[Detection annotation records]
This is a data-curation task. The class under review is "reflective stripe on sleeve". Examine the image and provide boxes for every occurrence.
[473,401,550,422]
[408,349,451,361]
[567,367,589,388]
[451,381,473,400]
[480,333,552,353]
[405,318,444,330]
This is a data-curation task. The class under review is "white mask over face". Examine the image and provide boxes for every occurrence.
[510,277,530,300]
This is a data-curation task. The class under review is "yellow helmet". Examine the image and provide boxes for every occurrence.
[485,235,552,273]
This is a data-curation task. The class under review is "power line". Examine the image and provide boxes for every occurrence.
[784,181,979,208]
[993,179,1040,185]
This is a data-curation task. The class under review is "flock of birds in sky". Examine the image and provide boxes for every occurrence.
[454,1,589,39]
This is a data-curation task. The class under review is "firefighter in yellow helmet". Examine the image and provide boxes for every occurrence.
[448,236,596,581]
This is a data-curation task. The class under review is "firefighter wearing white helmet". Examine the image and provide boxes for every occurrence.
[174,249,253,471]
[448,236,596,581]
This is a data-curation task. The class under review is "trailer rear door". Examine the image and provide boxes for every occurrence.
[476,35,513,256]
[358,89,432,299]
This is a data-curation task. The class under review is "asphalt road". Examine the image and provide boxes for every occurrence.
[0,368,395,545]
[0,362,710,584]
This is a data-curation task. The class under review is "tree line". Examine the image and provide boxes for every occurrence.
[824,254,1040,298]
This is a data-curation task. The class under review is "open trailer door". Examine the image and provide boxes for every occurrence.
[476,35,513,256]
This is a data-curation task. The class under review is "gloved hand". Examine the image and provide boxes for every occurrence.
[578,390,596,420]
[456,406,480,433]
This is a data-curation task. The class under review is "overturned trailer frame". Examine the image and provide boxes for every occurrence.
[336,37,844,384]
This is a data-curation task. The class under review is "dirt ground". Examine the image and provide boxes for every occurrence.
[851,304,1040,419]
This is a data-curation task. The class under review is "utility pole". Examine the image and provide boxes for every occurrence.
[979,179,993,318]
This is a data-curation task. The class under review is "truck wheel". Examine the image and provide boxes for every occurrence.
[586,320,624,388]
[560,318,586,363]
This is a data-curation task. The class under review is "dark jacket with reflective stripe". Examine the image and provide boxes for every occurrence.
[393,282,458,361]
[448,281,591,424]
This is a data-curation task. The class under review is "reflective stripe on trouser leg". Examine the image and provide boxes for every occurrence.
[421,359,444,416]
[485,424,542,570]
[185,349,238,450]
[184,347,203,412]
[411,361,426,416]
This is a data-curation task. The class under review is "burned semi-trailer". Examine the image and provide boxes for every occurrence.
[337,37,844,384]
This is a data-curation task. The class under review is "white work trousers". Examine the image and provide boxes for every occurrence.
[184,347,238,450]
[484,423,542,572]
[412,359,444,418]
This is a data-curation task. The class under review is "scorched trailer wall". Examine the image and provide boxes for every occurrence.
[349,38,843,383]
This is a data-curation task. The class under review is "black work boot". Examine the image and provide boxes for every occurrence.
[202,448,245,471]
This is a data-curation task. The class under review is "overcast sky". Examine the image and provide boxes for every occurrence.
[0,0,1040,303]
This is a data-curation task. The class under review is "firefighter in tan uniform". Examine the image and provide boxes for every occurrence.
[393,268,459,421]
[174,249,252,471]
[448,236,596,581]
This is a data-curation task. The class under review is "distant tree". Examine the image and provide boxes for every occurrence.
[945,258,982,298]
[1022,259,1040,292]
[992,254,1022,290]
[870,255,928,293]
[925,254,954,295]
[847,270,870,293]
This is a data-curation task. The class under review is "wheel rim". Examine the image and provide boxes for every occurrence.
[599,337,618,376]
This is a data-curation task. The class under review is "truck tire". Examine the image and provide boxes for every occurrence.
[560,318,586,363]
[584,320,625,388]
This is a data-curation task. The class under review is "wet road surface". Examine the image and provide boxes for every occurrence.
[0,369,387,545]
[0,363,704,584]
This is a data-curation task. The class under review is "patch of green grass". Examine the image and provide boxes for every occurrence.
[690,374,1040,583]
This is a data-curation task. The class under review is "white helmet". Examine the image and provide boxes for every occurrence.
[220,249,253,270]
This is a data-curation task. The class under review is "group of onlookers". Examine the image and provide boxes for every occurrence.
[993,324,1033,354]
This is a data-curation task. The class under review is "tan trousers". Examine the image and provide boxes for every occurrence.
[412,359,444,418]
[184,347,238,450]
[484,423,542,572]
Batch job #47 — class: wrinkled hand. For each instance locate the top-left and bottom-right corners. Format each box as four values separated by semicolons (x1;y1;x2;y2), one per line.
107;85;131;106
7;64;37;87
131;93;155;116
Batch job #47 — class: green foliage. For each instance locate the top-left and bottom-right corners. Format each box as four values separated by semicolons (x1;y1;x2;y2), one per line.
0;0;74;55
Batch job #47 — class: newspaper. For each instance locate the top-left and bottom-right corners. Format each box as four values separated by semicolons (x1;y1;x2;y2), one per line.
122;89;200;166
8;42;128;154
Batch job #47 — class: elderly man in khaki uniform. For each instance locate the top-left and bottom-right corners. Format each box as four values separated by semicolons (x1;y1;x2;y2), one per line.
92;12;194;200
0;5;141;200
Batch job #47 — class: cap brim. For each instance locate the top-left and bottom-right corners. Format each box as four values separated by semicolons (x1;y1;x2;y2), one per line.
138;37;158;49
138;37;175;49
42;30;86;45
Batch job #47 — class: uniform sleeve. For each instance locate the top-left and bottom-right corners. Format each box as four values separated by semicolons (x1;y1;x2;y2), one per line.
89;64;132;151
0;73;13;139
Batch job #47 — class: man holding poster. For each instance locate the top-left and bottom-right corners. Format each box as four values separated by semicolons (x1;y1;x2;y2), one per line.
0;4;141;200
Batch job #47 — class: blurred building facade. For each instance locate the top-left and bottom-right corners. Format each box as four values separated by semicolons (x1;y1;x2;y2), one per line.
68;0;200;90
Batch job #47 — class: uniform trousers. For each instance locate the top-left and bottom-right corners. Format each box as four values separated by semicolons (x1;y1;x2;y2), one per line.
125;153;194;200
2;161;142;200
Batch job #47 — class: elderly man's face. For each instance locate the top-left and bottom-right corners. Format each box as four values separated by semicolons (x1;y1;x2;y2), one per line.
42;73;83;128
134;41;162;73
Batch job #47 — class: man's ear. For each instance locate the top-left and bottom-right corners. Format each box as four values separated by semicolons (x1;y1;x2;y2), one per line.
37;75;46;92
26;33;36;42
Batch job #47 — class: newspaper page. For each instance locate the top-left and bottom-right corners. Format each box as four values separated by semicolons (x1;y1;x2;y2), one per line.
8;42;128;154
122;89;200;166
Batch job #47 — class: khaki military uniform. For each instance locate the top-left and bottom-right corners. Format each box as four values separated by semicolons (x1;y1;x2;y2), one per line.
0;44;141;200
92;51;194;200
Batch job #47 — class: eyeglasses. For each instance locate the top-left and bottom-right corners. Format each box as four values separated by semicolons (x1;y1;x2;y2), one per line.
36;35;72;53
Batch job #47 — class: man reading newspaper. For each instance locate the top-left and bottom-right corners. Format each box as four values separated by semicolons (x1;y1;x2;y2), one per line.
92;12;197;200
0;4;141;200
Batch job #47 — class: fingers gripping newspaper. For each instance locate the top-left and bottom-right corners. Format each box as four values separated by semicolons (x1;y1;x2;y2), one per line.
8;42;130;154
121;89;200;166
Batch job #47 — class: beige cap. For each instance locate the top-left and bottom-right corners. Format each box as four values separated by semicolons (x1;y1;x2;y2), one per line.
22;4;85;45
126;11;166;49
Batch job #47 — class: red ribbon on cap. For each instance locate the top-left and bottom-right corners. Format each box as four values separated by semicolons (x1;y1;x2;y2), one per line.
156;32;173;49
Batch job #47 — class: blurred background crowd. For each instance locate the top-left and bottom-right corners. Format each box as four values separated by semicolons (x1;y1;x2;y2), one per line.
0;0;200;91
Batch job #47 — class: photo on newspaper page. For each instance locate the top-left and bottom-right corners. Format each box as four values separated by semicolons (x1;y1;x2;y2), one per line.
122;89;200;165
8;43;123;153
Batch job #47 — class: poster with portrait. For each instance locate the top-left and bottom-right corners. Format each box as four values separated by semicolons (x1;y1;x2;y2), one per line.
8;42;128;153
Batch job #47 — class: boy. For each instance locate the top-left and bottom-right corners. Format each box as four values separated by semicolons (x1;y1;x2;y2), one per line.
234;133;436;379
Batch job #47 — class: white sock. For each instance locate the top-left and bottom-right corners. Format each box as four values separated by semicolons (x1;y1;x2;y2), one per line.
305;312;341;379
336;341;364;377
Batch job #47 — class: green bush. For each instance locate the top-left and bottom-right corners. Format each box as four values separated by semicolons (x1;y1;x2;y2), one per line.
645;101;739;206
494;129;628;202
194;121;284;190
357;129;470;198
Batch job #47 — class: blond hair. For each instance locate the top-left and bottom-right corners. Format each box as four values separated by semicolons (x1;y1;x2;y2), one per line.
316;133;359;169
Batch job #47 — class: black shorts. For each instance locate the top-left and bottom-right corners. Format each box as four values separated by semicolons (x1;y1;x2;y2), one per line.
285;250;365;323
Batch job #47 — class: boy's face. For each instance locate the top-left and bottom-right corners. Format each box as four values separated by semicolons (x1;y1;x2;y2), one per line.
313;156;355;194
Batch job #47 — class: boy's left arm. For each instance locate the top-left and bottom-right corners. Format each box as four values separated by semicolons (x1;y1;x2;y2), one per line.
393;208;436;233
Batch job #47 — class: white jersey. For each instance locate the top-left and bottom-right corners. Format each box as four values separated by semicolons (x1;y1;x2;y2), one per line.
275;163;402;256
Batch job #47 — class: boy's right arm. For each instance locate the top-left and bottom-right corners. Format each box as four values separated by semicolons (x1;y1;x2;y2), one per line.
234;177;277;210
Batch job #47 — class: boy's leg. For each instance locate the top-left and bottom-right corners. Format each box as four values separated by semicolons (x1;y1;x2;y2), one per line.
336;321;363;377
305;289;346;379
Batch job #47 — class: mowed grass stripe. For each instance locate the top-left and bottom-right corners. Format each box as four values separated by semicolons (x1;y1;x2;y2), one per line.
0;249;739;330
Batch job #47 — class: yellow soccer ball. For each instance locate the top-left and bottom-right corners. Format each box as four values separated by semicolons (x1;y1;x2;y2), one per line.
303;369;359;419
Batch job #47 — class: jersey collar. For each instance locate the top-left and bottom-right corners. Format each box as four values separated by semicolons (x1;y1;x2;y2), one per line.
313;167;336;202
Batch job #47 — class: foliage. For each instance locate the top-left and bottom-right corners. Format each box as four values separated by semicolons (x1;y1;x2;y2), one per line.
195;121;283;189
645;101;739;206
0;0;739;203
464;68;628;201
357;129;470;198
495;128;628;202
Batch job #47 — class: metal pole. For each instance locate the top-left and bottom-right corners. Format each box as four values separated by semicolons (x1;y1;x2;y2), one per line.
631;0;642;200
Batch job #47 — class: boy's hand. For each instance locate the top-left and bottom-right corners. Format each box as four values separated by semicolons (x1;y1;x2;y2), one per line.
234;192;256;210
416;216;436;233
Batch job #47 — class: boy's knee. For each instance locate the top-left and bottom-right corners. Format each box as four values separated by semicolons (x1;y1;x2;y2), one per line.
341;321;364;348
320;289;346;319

TASK DESCRIPTION: Rewrite the lines of data above between the line containing "Batch job #47 — class: boy." and the line containing "316;133;359;169", inclusive, leaving the requests unchanged and shifting every coordinate in the answers by adding 94.

ANSWER TO THIS TASK:
Batch job #47 — class: boy. For each instance locate the top-left and bottom-right corners. Format each box as four values separated by semicolons (x1;y1;x2;y2), one per line.
328;227;530;473
Batch job #47 — class: white sock. For each instance locate the top-left and bottom-right corners. Format each box as four values separated by semicolons (x1;y1;x2;y2), one per line.
399;406;435;473
430;435;458;471
Batch job #47 — class: green bush. For each instance locate the top-left and bottom-right corners. Format each box as four values separated by semicolons (x1;y1;x2;y2), one per line.
739;195;833;300
588;223;722;296
288;215;378;284
451;223;564;292
Batch job #47 — class: blond hair. For each instance locate the top-left and bottom-right corners. Format each box as four values separated by semicolons (x1;y1;x2;y2), one per line.
410;227;453;263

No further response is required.